# [EXCERPTED TEXT]
Dan Greenfield identifies the philosophy of the would be gun controllers and explains on which side historically statists demanding a governmental monopoly of force are really on.

The gun issue is about solving individual evil through central planning in a shelter big enough for everyone. A Gun Free Zone where everyone is a target and tries to live under the illusion that they aren’t. A society where everyone is drawing peace signs on colored notepaper while waiting under their desks for the bomb to fall.

That brand of control isn’t authority, it’s authority in panic mode believing that if it imposes total zero tolerance control then there will be no more shootings. And every time the dumb paradigm is blown to bits with another shotgun, then the rush is on to reinforce it with more total zero control tolerance.

Zero tolerance for the Second Amendment makes sense. If you ban all guns, except for those in the hands of the 708,000 police officers, some of the 1.5 million members of the armed forces, the security guards at armored cars and banks, the bodyguards of celebrities who call for gun control, and any of the other people who need a gun to do their job, then you’re sure to stop all shootings.

So long as none of those millions of people, or their tens of millions of kids, spouses, parents, grandchildren, girlfriends, boyfriends, roommates and anyone else who has access to them and their living spaces, carries out one of those shootings.

But this isn’t really about stopping shootings; it’s about the belief that the problem isn’t evil, but agency, that if we make sure that everyone who has guns is following government orders, then control will be asserted and the problem will stop.

It’s the central planning solution to evil. …

Gun control does not control guns, it gives the illusion of controlling people, and when it fails those in authority are able to say that they did everything that they could short of giving people the ability to defend themselves.

# [PROBLEM TO WORK ON]
Summarize the excerpted text on gun control in two sentences.

# [GIVEN ENTRIES]
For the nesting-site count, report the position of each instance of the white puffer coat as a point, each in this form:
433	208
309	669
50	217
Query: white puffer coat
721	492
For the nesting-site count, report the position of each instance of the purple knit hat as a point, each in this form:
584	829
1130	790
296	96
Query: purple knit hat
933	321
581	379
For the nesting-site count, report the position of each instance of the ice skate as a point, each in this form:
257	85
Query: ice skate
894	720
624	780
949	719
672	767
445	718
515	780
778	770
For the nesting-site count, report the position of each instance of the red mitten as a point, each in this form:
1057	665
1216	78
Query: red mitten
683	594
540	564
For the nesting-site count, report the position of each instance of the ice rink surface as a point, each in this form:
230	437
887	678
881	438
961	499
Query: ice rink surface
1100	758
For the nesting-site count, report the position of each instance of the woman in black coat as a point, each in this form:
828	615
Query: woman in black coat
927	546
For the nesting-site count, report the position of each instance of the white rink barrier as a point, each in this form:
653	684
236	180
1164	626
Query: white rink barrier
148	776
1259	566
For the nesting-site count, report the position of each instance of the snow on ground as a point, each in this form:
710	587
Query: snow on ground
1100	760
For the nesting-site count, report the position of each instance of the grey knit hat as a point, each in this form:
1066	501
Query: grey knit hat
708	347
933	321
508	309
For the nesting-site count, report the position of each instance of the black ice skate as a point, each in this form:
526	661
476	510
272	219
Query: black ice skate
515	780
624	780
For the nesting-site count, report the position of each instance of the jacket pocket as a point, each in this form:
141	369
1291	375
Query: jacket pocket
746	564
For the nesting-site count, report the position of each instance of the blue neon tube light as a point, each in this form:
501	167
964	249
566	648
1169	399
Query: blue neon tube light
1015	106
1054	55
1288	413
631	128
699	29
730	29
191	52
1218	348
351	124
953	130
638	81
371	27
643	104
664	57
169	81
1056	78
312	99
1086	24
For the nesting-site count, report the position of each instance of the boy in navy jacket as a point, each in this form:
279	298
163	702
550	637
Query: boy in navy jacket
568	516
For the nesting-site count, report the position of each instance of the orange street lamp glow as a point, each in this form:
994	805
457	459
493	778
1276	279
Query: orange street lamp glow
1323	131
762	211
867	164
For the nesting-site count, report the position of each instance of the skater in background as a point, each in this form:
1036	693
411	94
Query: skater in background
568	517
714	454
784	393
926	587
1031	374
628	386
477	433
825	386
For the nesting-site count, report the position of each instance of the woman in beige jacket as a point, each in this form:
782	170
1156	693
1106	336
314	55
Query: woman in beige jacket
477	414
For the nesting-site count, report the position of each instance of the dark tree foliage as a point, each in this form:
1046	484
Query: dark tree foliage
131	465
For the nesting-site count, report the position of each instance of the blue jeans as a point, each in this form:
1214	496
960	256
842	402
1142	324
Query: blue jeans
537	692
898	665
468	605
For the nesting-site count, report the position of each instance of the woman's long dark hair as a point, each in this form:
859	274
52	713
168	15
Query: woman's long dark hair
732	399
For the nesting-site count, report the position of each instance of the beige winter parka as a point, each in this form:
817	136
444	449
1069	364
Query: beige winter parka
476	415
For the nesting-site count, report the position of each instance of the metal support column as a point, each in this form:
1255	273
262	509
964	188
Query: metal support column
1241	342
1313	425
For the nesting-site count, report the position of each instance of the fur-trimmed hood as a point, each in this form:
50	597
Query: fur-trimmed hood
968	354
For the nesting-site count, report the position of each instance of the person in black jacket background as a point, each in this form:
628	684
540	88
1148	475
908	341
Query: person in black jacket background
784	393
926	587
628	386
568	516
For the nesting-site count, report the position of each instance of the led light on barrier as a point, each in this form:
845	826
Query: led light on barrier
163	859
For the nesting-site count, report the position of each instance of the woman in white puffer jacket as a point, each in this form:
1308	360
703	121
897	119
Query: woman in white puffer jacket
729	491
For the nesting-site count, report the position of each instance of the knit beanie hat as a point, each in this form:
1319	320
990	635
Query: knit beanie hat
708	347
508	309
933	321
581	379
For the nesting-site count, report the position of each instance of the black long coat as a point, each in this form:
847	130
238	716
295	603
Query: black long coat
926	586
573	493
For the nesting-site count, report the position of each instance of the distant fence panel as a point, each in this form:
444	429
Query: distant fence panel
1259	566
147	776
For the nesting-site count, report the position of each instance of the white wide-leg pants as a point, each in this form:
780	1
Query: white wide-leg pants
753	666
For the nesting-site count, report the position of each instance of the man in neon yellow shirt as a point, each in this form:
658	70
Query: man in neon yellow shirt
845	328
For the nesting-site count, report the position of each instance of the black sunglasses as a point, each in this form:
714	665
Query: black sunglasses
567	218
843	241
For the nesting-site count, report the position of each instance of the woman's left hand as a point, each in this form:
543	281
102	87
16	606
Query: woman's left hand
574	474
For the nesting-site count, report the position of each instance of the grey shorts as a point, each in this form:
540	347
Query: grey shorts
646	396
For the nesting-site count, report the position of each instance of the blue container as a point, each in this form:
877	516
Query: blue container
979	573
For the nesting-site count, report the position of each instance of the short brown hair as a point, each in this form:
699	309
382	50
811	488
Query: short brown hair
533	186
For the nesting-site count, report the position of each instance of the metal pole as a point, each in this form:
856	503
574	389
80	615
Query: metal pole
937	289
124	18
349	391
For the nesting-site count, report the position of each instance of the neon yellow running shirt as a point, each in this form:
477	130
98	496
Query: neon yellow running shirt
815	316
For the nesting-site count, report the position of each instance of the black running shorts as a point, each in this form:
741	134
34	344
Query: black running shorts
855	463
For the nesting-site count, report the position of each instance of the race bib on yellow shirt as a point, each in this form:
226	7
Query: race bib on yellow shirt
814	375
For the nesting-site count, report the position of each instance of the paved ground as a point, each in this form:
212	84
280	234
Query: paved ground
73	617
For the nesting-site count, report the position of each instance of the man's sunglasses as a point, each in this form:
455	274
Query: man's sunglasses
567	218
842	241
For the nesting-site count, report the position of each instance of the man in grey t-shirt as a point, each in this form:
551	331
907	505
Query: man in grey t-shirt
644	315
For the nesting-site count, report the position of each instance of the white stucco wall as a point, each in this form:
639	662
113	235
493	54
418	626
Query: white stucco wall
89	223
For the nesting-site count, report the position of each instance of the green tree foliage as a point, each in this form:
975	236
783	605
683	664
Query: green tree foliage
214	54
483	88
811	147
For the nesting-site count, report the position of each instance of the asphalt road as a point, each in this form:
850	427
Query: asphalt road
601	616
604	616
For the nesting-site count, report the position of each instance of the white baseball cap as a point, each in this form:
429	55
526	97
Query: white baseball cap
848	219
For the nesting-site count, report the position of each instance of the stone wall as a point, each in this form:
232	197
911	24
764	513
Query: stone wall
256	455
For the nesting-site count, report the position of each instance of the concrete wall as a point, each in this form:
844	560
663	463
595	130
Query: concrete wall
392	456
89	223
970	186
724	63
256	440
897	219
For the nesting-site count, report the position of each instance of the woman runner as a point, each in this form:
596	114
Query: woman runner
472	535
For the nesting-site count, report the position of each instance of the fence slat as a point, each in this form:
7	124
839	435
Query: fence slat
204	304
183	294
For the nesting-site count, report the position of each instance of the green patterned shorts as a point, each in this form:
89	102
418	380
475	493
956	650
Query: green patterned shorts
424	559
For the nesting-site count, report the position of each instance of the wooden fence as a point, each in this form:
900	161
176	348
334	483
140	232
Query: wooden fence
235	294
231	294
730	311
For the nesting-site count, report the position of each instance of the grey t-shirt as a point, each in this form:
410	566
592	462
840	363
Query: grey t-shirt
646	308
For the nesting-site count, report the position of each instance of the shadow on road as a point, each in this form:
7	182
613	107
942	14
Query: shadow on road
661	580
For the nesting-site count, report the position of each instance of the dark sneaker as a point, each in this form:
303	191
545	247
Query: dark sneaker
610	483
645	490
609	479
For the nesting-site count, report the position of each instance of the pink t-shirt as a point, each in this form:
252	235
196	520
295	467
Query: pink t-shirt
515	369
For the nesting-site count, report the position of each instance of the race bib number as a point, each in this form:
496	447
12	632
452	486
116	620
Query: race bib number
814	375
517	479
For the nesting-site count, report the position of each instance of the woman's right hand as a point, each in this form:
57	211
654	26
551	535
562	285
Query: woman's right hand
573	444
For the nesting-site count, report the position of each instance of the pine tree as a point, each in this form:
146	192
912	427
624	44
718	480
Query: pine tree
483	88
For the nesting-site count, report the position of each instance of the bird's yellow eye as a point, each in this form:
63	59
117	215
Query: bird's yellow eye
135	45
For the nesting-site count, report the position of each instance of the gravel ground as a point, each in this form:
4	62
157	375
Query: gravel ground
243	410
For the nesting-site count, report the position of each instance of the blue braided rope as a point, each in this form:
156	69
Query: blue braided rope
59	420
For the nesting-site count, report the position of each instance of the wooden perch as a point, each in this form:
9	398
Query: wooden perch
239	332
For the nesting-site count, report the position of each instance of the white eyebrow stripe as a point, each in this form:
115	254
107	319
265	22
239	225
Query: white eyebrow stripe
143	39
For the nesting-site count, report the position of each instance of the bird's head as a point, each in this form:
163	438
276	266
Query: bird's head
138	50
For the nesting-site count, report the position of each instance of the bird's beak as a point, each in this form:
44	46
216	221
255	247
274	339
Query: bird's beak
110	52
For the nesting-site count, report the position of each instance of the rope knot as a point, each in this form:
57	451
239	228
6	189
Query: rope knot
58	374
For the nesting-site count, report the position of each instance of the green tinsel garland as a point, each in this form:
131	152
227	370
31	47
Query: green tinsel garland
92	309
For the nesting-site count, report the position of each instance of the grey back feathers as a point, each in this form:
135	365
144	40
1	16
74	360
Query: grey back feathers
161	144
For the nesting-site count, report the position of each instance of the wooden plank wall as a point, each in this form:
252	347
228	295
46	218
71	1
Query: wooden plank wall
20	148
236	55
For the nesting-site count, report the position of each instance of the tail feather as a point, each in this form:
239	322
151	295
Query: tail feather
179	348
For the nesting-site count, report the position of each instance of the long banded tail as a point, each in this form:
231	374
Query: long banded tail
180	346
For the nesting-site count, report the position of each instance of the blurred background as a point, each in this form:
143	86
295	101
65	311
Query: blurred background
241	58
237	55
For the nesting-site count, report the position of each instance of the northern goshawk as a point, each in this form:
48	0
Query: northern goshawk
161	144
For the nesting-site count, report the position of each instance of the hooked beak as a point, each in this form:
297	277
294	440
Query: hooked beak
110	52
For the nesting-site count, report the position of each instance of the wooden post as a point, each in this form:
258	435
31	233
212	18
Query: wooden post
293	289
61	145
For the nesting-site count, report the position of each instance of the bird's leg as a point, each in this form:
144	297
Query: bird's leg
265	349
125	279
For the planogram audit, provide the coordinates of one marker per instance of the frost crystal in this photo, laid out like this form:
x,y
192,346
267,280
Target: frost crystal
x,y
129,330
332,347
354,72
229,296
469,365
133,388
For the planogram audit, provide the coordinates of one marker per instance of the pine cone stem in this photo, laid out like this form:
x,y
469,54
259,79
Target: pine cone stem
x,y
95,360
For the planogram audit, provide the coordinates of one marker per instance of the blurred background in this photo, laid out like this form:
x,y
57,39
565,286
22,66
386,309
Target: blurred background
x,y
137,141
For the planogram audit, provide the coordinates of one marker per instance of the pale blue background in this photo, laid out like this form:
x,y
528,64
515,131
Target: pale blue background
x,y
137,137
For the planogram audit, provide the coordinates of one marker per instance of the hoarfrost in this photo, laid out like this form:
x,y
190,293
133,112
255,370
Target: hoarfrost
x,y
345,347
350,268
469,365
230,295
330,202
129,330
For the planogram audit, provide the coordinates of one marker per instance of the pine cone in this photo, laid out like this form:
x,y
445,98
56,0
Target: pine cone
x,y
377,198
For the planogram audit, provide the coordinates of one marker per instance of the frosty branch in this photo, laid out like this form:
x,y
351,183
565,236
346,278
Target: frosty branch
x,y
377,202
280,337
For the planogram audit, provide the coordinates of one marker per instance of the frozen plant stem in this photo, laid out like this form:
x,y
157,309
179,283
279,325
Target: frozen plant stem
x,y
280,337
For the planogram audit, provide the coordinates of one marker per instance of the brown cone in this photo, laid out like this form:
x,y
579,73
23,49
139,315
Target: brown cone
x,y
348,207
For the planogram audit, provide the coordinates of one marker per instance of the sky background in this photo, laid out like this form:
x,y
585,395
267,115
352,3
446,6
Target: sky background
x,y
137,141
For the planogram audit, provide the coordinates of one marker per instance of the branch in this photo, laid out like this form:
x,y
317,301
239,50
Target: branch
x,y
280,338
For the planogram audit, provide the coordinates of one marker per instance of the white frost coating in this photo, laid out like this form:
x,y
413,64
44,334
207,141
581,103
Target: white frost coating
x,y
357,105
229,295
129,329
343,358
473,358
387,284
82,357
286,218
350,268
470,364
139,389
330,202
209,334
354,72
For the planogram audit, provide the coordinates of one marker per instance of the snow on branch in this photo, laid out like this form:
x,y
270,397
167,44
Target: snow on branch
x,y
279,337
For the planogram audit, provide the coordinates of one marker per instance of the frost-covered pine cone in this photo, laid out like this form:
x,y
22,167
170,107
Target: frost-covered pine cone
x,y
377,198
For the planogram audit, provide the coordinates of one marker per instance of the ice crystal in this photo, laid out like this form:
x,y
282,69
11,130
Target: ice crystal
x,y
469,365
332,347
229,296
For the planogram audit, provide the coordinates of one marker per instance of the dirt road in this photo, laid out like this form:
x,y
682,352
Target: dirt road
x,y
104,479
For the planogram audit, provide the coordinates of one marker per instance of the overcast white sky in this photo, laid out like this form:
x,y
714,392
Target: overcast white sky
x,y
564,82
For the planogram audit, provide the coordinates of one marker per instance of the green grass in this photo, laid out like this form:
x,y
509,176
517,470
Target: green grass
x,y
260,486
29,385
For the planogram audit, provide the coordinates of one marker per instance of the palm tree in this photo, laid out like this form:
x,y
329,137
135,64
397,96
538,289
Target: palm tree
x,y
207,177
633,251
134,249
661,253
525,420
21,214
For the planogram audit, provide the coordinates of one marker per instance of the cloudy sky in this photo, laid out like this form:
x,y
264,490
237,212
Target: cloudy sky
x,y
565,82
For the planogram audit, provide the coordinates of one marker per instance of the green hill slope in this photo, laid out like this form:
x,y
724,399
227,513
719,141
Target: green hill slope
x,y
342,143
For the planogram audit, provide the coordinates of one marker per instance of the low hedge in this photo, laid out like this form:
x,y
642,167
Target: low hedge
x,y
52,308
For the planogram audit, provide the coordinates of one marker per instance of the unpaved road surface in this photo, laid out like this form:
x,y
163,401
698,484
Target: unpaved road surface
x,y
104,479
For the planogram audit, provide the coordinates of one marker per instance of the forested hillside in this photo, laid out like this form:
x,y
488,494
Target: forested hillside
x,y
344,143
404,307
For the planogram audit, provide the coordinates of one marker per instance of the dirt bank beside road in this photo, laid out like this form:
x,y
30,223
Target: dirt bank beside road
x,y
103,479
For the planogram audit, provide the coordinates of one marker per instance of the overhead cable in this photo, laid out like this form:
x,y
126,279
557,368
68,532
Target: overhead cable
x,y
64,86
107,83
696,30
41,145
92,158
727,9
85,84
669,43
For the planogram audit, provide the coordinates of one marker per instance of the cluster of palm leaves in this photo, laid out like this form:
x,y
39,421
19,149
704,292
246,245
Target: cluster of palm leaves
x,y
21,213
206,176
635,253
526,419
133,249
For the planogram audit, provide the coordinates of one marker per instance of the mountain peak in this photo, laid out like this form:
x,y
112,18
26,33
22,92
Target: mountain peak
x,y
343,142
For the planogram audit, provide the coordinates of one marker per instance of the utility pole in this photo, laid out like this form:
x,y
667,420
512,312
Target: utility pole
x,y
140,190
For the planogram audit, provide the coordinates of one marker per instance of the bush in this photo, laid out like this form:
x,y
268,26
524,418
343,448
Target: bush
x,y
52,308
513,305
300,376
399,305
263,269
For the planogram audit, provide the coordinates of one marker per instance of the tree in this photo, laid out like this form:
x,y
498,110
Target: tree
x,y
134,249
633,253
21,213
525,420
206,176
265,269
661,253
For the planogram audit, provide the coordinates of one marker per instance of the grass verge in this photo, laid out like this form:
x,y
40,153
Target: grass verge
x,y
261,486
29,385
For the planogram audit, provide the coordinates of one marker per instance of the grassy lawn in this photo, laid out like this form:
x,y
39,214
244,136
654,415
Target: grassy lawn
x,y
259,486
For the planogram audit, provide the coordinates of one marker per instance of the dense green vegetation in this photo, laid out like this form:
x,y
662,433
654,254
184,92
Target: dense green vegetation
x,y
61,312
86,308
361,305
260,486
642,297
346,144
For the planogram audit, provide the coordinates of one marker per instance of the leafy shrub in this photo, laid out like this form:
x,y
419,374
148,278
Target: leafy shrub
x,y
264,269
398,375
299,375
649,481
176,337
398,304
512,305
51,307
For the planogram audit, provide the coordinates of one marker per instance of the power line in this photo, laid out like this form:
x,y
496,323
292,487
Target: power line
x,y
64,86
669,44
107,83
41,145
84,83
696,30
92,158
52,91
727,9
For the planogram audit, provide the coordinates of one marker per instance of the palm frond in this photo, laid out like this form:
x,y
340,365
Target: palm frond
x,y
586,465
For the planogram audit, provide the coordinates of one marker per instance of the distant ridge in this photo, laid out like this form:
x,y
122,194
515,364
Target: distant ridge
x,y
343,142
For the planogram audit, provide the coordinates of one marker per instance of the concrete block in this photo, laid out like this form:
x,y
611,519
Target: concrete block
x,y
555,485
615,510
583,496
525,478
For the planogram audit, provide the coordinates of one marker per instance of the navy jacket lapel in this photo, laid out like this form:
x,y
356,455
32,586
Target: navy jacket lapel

# [TASK RESULT]
The text argues that gun control tries to solve individual evil through central planning, reinforcing zero-tolerance control after every shooting in the belief that it will stop shootings, even though guns would remain with police, armed forces members, guards, bodyguards and the many people who have access to them. It holds that the real aim is to make sure everyone who has guns follows government orders, so gun control only gives the illusion of controlling people and, when it fails, lets those in authority say they did everything short of giving people the ability to defend themselves.